__How to complete this task__:
Restate word for word the run of lines that begins at the one containing "Can you find the electricity" and ends at the last line of the listing.

*** Supplied material ***

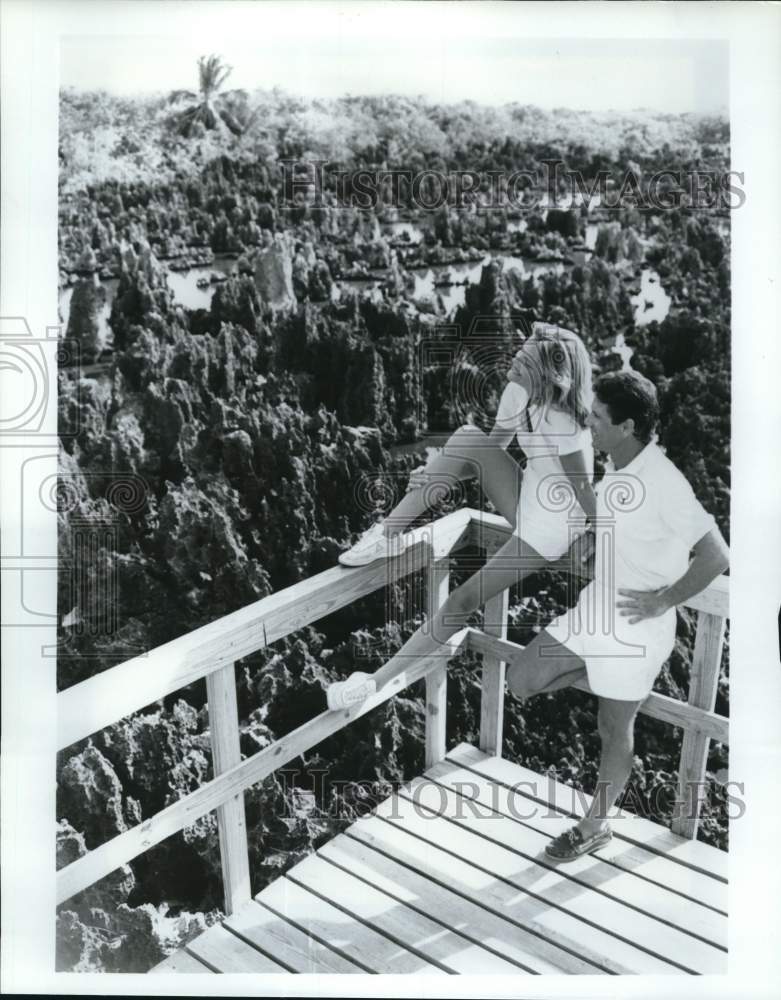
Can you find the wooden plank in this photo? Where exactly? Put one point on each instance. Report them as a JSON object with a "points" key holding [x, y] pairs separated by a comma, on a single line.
{"points": [[181, 961], [568, 801], [646, 865], [351, 852], [405, 925], [703, 688], [483, 799], [657, 706], [104, 859], [113, 694], [557, 930], [366, 947], [436, 682], [287, 943], [481, 836], [493, 672], [225, 952], [231, 819], [714, 600]]}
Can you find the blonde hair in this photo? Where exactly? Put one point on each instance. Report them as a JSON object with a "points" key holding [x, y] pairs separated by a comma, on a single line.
{"points": [[560, 371]]}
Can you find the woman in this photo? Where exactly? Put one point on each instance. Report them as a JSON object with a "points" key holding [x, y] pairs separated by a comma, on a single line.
{"points": [[546, 405]]}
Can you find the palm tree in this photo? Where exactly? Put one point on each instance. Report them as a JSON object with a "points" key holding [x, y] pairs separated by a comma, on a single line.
{"points": [[212, 108]]}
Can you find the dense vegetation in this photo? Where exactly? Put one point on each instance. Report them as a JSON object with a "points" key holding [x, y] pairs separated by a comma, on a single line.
{"points": [[243, 438]]}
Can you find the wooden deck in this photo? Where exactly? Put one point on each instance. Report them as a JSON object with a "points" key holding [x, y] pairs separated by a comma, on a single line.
{"points": [[450, 876]]}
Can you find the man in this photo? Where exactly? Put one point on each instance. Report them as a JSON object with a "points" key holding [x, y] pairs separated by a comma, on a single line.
{"points": [[622, 629]]}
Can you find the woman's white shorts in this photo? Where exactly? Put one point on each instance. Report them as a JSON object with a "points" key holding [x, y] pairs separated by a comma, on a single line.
{"points": [[622, 660]]}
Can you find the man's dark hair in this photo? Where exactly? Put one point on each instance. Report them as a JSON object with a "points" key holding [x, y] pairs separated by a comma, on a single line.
{"points": [[630, 395]]}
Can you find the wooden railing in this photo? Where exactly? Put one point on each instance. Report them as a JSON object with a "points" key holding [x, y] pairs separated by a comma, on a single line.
{"points": [[211, 652]]}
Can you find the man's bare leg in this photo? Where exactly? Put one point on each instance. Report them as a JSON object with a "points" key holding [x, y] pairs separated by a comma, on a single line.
{"points": [[546, 665], [616, 721]]}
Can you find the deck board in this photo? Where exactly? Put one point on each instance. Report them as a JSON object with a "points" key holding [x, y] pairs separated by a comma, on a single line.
{"points": [[460, 912], [182, 961], [408, 927], [449, 876], [529, 837], [643, 832], [287, 943], [225, 952], [370, 949]]}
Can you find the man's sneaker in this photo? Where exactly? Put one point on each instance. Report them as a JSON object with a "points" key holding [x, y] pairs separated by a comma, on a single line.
{"points": [[358, 687], [374, 544], [572, 844]]}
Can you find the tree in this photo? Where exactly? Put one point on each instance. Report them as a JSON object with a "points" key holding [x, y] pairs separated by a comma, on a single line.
{"points": [[211, 107]]}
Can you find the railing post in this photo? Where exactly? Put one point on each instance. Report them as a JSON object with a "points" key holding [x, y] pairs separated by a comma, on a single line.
{"points": [[492, 697], [436, 682], [703, 687], [231, 821]]}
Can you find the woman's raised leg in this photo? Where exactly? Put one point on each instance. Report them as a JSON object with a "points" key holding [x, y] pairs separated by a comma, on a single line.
{"points": [[469, 452], [514, 560]]}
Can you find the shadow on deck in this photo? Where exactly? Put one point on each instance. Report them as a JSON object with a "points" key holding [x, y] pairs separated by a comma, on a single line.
{"points": [[450, 876]]}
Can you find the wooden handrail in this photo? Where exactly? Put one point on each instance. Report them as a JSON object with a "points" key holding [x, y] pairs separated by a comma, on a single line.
{"points": [[93, 704], [657, 706], [123, 848], [212, 650]]}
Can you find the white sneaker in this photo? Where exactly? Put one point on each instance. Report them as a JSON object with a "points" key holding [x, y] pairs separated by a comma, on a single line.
{"points": [[358, 687], [374, 544]]}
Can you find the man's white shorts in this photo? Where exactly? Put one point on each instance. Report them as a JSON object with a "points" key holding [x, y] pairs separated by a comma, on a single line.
{"points": [[622, 660]]}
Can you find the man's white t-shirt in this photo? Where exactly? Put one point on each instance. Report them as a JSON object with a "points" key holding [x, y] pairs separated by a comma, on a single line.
{"points": [[654, 518]]}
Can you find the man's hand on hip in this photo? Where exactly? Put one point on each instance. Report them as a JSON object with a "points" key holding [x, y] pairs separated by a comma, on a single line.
{"points": [[642, 604]]}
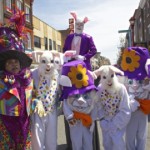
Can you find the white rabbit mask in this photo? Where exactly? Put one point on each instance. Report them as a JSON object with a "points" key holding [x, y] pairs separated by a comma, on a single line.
{"points": [[109, 79]]}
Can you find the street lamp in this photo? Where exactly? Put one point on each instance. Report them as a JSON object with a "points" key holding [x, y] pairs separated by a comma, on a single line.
{"points": [[132, 21], [129, 35]]}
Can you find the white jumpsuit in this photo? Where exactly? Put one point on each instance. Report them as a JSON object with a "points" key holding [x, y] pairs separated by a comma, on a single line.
{"points": [[136, 132], [44, 129], [114, 114]]}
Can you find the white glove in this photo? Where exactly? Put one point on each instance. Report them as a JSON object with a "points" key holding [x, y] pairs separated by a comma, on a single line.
{"points": [[112, 128], [79, 57], [104, 125], [92, 127], [40, 109]]}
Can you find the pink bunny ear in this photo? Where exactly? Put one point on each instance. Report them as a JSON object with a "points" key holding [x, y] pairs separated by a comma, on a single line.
{"points": [[74, 15], [85, 20]]}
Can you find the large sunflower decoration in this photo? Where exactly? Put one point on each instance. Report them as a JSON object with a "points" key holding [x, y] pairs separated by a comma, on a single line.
{"points": [[78, 76], [130, 61]]}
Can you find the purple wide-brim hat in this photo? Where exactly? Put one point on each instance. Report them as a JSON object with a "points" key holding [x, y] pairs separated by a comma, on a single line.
{"points": [[80, 77], [11, 47], [133, 62]]}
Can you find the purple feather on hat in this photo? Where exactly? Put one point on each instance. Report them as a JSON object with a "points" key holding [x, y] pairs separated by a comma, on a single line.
{"points": [[11, 43]]}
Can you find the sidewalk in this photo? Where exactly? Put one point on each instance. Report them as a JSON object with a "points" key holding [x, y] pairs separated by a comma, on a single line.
{"points": [[62, 137]]}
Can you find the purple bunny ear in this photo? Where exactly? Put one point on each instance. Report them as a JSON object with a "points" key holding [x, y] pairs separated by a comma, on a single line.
{"points": [[147, 67], [85, 19], [74, 15]]}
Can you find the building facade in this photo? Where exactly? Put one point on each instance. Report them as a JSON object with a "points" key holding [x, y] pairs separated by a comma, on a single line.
{"points": [[45, 36], [141, 25]]}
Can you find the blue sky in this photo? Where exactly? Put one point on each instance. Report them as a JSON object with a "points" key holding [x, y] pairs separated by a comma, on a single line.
{"points": [[106, 18]]}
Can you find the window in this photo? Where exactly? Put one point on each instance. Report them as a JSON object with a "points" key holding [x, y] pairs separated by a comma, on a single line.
{"points": [[29, 40], [54, 45], [37, 41], [27, 10], [50, 44], [19, 4], [8, 4], [45, 42]]}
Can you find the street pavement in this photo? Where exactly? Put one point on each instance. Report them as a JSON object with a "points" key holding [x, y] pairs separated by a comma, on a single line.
{"points": [[62, 138]]}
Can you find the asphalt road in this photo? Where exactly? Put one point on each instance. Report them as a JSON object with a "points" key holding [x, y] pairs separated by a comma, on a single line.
{"points": [[62, 138]]}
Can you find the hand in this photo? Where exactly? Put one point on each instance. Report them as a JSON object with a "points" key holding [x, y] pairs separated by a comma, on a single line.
{"points": [[112, 128], [40, 109]]}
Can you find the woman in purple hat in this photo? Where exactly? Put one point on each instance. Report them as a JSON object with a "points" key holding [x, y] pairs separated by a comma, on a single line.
{"points": [[15, 92], [135, 64]]}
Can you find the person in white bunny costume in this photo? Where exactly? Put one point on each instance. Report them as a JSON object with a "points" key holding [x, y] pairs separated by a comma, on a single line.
{"points": [[44, 126], [81, 42], [113, 108], [79, 100], [135, 64]]}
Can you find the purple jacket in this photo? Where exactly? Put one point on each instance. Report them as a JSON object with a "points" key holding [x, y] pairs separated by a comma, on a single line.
{"points": [[87, 47]]}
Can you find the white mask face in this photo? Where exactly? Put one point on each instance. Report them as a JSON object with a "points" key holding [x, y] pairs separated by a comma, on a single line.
{"points": [[46, 66], [79, 26], [83, 103]]}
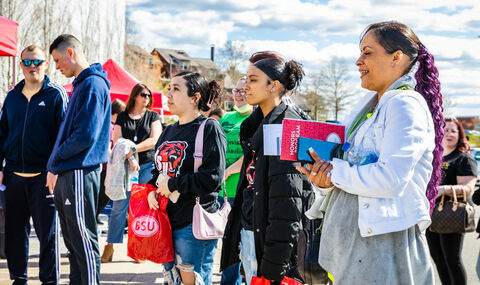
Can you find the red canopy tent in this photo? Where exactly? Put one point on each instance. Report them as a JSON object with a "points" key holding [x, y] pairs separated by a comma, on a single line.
{"points": [[8, 40], [122, 83]]}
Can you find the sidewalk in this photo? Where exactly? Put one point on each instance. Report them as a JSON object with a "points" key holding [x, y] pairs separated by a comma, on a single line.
{"points": [[121, 271]]}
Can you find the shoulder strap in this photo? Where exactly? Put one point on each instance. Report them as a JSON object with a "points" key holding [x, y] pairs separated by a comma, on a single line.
{"points": [[198, 153]]}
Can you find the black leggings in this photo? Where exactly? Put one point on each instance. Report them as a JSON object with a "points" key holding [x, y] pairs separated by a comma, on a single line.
{"points": [[446, 252]]}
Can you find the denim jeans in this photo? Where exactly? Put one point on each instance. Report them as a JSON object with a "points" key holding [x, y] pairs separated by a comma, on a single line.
{"points": [[230, 275], [118, 215], [192, 251], [247, 254]]}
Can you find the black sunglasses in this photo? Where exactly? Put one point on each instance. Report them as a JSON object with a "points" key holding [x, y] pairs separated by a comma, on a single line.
{"points": [[145, 95], [28, 62]]}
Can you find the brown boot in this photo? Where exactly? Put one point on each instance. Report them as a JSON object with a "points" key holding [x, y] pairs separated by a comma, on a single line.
{"points": [[107, 253]]}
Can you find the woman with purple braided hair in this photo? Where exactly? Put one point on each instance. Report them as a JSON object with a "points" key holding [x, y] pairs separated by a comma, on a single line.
{"points": [[379, 196]]}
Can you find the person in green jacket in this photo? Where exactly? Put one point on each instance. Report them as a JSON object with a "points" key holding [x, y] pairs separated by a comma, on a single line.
{"points": [[230, 123]]}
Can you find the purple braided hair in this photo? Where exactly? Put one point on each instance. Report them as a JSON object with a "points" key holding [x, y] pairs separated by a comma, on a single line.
{"points": [[429, 86], [395, 36]]}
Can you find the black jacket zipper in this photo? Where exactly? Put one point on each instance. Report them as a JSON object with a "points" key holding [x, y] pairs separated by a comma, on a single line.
{"points": [[23, 134]]}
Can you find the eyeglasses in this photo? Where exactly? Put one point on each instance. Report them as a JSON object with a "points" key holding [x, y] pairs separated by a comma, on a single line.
{"points": [[145, 95], [36, 62], [238, 91]]}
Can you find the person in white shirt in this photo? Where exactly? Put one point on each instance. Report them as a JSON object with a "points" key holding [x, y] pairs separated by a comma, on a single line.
{"points": [[380, 193]]}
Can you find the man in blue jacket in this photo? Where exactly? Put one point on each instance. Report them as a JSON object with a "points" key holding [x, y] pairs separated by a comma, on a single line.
{"points": [[80, 149], [31, 117]]}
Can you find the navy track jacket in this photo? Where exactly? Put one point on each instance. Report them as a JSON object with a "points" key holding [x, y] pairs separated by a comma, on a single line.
{"points": [[84, 135], [28, 129]]}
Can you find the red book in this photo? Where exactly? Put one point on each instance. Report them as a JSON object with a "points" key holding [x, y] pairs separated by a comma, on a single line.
{"points": [[293, 129]]}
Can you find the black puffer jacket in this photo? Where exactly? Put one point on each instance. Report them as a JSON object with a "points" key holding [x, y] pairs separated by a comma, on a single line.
{"points": [[277, 203]]}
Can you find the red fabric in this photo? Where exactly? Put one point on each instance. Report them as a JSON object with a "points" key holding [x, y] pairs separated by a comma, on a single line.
{"points": [[8, 37], [264, 281], [122, 83], [149, 231]]}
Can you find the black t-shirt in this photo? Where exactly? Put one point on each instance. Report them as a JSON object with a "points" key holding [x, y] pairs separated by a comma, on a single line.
{"points": [[456, 164], [138, 131], [174, 157]]}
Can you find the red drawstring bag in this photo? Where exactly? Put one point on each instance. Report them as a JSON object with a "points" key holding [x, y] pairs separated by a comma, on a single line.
{"points": [[264, 281], [149, 231]]}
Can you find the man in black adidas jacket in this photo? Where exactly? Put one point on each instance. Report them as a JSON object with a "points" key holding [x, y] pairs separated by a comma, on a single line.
{"points": [[31, 117]]}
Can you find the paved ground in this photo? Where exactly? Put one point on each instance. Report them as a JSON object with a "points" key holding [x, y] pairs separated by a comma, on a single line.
{"points": [[123, 271]]}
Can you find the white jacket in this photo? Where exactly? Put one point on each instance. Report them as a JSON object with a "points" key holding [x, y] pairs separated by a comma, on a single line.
{"points": [[118, 176], [391, 191]]}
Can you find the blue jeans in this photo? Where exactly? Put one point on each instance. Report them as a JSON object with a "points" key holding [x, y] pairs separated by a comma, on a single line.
{"points": [[118, 215], [192, 251], [230, 275], [247, 254]]}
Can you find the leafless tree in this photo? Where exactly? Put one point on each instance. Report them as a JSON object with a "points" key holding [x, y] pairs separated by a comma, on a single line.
{"points": [[331, 85]]}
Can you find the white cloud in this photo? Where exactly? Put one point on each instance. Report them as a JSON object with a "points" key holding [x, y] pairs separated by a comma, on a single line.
{"points": [[312, 33], [192, 29]]}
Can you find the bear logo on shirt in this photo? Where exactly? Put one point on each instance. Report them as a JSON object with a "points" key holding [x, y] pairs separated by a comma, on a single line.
{"points": [[169, 157]]}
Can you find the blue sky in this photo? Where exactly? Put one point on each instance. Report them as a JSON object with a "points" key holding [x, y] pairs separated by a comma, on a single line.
{"points": [[313, 32]]}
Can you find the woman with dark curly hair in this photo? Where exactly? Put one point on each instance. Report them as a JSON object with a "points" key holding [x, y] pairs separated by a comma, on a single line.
{"points": [[266, 217], [459, 174], [380, 194], [189, 93]]}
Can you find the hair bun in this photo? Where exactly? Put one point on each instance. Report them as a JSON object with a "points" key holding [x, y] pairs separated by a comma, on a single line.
{"points": [[293, 74], [214, 94]]}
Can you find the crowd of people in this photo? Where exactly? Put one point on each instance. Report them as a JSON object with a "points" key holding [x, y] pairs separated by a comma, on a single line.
{"points": [[374, 199]]}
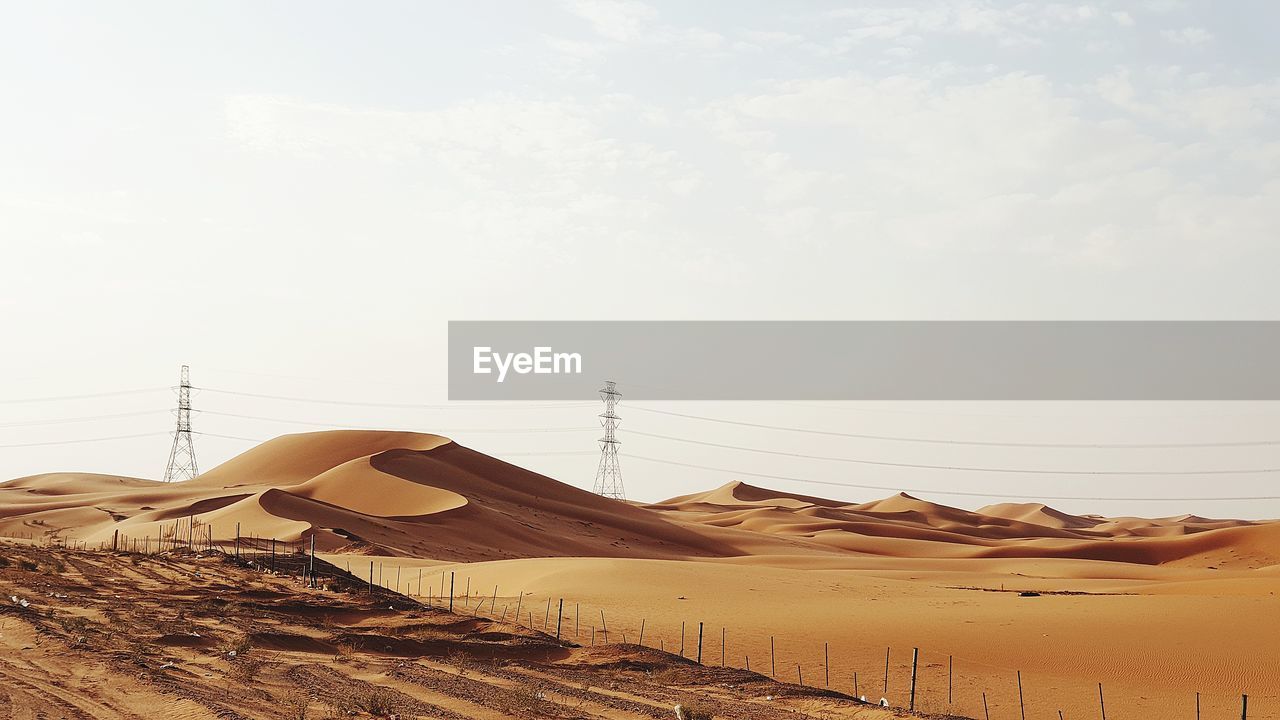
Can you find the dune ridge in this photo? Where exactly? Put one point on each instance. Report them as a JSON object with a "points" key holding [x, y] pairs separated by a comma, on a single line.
{"points": [[421, 495]]}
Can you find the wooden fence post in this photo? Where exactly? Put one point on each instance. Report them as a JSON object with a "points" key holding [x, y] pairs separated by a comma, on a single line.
{"points": [[915, 659], [826, 661], [1022, 706], [886, 670]]}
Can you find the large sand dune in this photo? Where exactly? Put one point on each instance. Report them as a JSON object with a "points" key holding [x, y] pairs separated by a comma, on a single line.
{"points": [[424, 496], [1157, 609]]}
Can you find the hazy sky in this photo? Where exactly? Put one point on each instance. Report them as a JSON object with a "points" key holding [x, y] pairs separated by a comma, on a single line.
{"points": [[296, 197]]}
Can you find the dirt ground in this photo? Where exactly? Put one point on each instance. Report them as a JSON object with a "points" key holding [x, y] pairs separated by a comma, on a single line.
{"points": [[91, 634]]}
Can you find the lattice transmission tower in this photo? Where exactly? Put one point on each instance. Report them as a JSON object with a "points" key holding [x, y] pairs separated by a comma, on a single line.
{"points": [[608, 477], [182, 458]]}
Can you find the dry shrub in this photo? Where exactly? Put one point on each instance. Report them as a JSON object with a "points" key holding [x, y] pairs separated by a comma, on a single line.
{"points": [[666, 675], [693, 710], [346, 651], [374, 700], [296, 705], [245, 669]]}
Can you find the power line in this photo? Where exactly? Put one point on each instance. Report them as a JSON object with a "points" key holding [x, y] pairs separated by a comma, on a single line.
{"points": [[584, 428], [964, 442], [401, 405], [494, 454], [83, 440], [82, 419], [922, 491], [960, 468], [56, 397]]}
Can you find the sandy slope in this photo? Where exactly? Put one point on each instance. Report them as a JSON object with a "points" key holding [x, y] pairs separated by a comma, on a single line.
{"points": [[1156, 609]]}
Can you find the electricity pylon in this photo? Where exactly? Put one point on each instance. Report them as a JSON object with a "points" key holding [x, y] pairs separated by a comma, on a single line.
{"points": [[182, 458], [608, 477]]}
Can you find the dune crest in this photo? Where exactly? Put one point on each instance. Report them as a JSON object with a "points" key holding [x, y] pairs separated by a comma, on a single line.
{"points": [[424, 496]]}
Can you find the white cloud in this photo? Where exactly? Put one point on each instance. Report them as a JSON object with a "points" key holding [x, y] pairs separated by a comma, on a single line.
{"points": [[1188, 36]]}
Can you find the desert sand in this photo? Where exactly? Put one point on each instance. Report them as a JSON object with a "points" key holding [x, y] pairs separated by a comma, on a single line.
{"points": [[1156, 610]]}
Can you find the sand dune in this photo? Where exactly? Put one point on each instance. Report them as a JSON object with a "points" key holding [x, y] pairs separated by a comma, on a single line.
{"points": [[899, 570], [424, 496]]}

***

__Solution to this task__:
Can you find the electricity pylon in this photo? Where exactly? Put one point on each instance. Report them as a JSON object with a "points" key holding [x, y] pairs separated by a comma, on a single line.
{"points": [[182, 458], [608, 477]]}
Can you find the dune crest in this photo? Where exactly? Put one point on each instance. Report them as a JSON object with a "points" key holding [x, y] pairs separated by a comma, on a single line.
{"points": [[424, 496]]}
Can you find the white cloud in this photo? Where exactly? Put one point on each instance. Report them as a JSON object with a "points" key holding [x, y] pairs separated by a comma, on a single line.
{"points": [[1188, 36]]}
Can you find the desert sand in this photo? Where exactly? Put one point on each instance. Report them as a JSON object with a "points" key holding [x, y] pairs separated by a comma, on a single line.
{"points": [[1156, 610]]}
Can you find the sand dune in this photo? Where exactly? Put one point on each instance. Report them as a JSON object with a "points" key holding [x, y] pairs separated by a comma, on a single line.
{"points": [[899, 570], [424, 496]]}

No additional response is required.